### EXERCICE COURT A
D'après le texte sur l'arrestation d'une famille à Médina, quel âge a Awa Coly ?

### EXTRAIT DU TEXTE

Controverse autour de l’arrestation d’une famille à Médina, dont deux bébés

 

Face à la polémique sur l’arrestation de toute la famille d’un responsable de l’ex-Pastef, le ministère de la Justice s’en est pris à une figure de la lutte des Droits de l’homme au Sénégal.

 

Il aura fallu l’intervention du ministère de la Justice pour recadrer les débats, dans cette affaire qui défraie la chronique sur les réseaux sociaux. Samedi dernier, le service de la communication du ministère de la Justice a terminé un post destiné à une figure de la défense de la démocratie et des Droits de l’homme au Sénégal. ‘’Si Alioune Tine est de bonne foi et qu’il est vrai qu’il parle pour l’intérêt général et sans parti pris, il doit reconnaître son erreur et présenter des excuses publiques. Le cas contraire serait dommage pour ce qu'il représente”, publiait le cabinet du ministre Ismaïla Madior Fall.

Ces mots concluent un éclairage sur la situation de deux bébés, Cheikh Atab Coly (2 ans) et Awa Coly (10 mois) actuellement présents dans un établissement pénitentiaire de Dakar. Enfants d’Aramata Djiba, ils ont été saisis par les éléments des forces de l’ordre, sur injonction d’un juge d’instruction, dans le cadre des troubles qu’a vécus le Sénégal en juin dernier, en relation avec la condamnation d’Ousmane Sonko à deux ans de prison ferme pour ‘’corruption de la jeunesse’’.

Le ministère de la Justice pointe du doigt Alioune Tine

Selon plusieurs témoignages sur les réseaux sociaux, c’est toute la famille Bodian (Atab Bodian, Moussa Bodian, Ada Fatou Seck Bodian, Omar Diedhiou, Khady Diémé, Aramata Djiba (mère de Cheikh Atab Coly et Awa Coly), respectivement père, fils, fille, neveux et belles-filles d’Atab Bodian) qui ont été interpellés par les FDS dont la véritable cible serait Ousmane Fall, responsable Pastef/Colobane.

Ainsi, pour le contraindre à se rendre, c’est sa famille qui a été cueillie, dénonce-t-on.

### EXERCICE COURT B
Reprends les lignes de données, de celle qui contient « Running a dermatology lesion detector. Mark the contrail » jusqu'à la dernière, bornes comprises, en remplaçant « bounding boxes » par « frames » et en laissant tout le reste identique.

### DONNÉES DU CORPUS
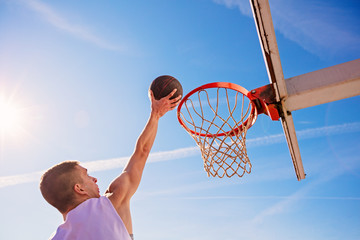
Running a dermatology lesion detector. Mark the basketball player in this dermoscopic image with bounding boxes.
[40,89,181,240]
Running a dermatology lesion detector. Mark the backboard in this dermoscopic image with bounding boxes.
[250,0,360,180]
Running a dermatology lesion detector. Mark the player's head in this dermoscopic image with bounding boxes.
[40,161,100,213]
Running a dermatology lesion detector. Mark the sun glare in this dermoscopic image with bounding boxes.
[0,99,21,135]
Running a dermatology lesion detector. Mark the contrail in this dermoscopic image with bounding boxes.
[0,122,360,188]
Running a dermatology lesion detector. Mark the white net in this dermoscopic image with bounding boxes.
[179,87,257,178]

### RÉSULTAT OBTENU A
Awa Coly a 10 mois.

### RÉSULTAT OBTENU B
Running a dermatology lesion detector. Mark the contrail in this dermoscopic image with frames.
[0,122,360,188]
Running a dermatology lesion detector. Mark the white net in this dermoscopic image with frames.
[179,87,257,178]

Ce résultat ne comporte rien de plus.